#### Objective:
Could you write out the following items again with each "locate" switched to "find" and nothing else altered?
** Begin **
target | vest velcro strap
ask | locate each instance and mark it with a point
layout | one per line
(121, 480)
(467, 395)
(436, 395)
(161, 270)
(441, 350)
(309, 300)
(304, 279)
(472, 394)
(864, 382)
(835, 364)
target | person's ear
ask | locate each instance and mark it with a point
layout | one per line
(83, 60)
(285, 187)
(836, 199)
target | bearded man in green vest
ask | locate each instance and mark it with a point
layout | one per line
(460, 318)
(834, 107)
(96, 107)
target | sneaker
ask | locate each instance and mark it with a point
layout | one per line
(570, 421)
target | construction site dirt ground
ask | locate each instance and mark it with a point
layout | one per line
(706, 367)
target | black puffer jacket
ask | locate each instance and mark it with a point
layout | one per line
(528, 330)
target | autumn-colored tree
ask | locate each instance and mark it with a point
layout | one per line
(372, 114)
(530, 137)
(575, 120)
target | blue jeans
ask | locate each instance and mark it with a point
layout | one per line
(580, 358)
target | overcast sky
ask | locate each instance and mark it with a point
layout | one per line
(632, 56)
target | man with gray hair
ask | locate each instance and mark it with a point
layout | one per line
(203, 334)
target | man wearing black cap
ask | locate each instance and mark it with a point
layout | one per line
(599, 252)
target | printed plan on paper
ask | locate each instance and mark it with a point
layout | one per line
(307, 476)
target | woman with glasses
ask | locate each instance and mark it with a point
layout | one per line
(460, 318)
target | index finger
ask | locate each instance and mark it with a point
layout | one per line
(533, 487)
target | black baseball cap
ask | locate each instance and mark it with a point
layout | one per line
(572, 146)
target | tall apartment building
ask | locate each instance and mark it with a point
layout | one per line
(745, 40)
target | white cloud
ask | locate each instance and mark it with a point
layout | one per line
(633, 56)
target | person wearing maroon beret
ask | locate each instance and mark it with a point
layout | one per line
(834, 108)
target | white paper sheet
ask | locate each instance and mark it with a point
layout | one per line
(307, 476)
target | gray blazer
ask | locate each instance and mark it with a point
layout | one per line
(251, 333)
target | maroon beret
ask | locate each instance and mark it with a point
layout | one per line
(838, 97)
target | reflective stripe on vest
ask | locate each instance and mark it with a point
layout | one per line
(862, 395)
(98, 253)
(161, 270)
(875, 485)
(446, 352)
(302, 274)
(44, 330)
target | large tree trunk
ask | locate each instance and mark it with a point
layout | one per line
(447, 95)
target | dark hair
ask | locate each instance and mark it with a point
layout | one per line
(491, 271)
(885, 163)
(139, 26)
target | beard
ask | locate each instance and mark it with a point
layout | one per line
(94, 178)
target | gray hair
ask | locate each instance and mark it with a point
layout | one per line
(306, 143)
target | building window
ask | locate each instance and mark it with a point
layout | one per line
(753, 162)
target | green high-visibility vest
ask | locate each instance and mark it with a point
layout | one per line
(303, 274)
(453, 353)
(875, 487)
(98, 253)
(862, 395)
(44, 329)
** End **
#### Answer to the problem:
target | vest velcro strap
ask | find each instance and mark it with a point
layout | one per line
(121, 480)
(467, 395)
(436, 395)
(161, 270)
(441, 350)
(309, 300)
(304, 279)
(472, 394)
(864, 382)
(835, 364)
target | person's ear
ask | find each instance and mark it with a point
layout | one per line
(83, 60)
(285, 187)
(836, 199)
target | bearded man in green vest
ask | find each instance and mark it with a point
layout | one per line
(460, 318)
(834, 107)
(96, 107)
target | sneaker
ask | find each instance and mark it with a point
layout | one per line
(570, 421)
target | construction site dirt ground
ask | find each instance and mark it with a point
layout | one per line
(706, 367)
target | black puffer jacket
ask | find each instance and mark it with a point
layout | one per line
(528, 330)
target | autumn-colored tree
ask | find each instance and mark it with a point
layout | one per line
(372, 114)
(530, 137)
(575, 120)
target | blue jeans
ask | find each instance and mark it with a point
layout | one per line
(580, 358)
target | overcast sky
ask | find each instance and mark it with a point
layout | one per line
(632, 56)
target | man with gray hair
ask | find each instance and mark it with a point
layout | one per line
(203, 334)
target | man wearing black cap
ask | find each instance and mark it with a point
layout | one per line
(599, 252)
target | printed plan on paper
ask | find each instance and mark it with a point
layout | one per line
(307, 476)
target | woman with glasses
ask | find each instance and mark it with a point
layout | one per line
(460, 318)
target | index finger
ask | find each instance and mark it with a point
layout | one per line
(533, 487)
target | black baseball cap
ask | find each instance and mark it with a point
layout | one per line
(572, 146)
target | tall apartment building
ask | find each instance and mark it with a point
layout | one per line
(745, 40)
target | white cloud
ask | find each instance and mark it with a point
layout | one per line
(633, 56)
target | person wearing maroon beret
ask | find each instance and mark it with a point
layout | one per line
(834, 108)
target | white paper sheet
ask | find each instance and mark it with a point
layout | one per line
(307, 476)
target | gray blazer
ask | find each instance and mark it with a point
layout | one per line
(251, 333)
target | maroon beret
ask | find each instance and mark it with a point
layout | one per line
(838, 97)
target | reflective stripe on vest
ask | find each instance and mark it with a point
layout | one per line
(862, 395)
(98, 253)
(161, 270)
(875, 485)
(446, 352)
(302, 274)
(44, 330)
target | large tree trunk
ask | find each instance and mark it with a point
layout | one per line
(447, 95)
target | dark hair
ask | find each instance and mark it with a point
layout | one per line
(491, 271)
(885, 163)
(139, 26)
target | beard
ask | find each instance and mark it with a point
layout | one per line
(94, 178)
target | gray hair
ask | find each instance and mark it with a point
layout | one per line
(306, 143)
target | building window
ask | find each instance and mark it with a point
layout | one per line
(753, 162)
target | green high-visibility vest
ask | find each instance and mark it with a point
layout | one per line
(303, 274)
(453, 353)
(875, 487)
(98, 253)
(862, 395)
(44, 329)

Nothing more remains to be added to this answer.